WHAT YOU ARE ASKED TO DO:
Please report every line in the rows below that contains the string "pipe", copying each such line in full. Matching is case-sensitive.

Items from a data source:
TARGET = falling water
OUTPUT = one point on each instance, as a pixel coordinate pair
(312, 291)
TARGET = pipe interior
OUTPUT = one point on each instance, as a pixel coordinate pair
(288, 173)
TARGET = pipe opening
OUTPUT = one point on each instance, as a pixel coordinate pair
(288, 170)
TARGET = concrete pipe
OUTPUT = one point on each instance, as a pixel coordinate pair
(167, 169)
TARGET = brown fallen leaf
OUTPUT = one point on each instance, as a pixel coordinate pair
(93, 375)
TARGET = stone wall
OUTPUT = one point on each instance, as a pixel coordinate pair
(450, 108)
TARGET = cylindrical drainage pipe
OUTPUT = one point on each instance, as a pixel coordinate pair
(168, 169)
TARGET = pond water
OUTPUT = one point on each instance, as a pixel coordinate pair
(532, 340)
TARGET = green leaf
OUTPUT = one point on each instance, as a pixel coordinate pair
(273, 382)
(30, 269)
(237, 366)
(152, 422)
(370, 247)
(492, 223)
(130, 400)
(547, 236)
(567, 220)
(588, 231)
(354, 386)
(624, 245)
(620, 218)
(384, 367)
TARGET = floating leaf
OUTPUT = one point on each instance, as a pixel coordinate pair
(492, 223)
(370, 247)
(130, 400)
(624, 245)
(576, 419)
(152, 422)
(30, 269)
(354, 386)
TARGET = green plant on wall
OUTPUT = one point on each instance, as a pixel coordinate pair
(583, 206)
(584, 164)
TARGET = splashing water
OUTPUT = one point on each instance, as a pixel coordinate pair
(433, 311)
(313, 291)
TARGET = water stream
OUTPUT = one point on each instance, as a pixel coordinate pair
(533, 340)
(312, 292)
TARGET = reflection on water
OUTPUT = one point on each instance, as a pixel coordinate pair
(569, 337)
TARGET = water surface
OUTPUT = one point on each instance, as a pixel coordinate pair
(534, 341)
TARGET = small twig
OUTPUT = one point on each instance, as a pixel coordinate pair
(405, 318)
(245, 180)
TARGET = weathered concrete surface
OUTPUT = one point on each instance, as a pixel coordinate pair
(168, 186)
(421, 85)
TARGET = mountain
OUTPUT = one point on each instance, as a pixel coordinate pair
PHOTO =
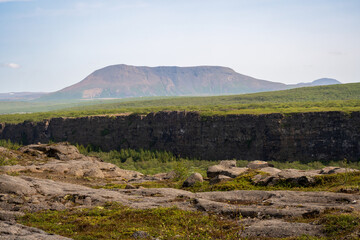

==

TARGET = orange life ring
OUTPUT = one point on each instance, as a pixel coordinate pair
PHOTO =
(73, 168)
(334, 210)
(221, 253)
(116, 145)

TASK RESULT:
TARGET = pipe interior
TARGET = pipe opening
TARGET = concrete pipe
TARGET = cylindrical drainage pipe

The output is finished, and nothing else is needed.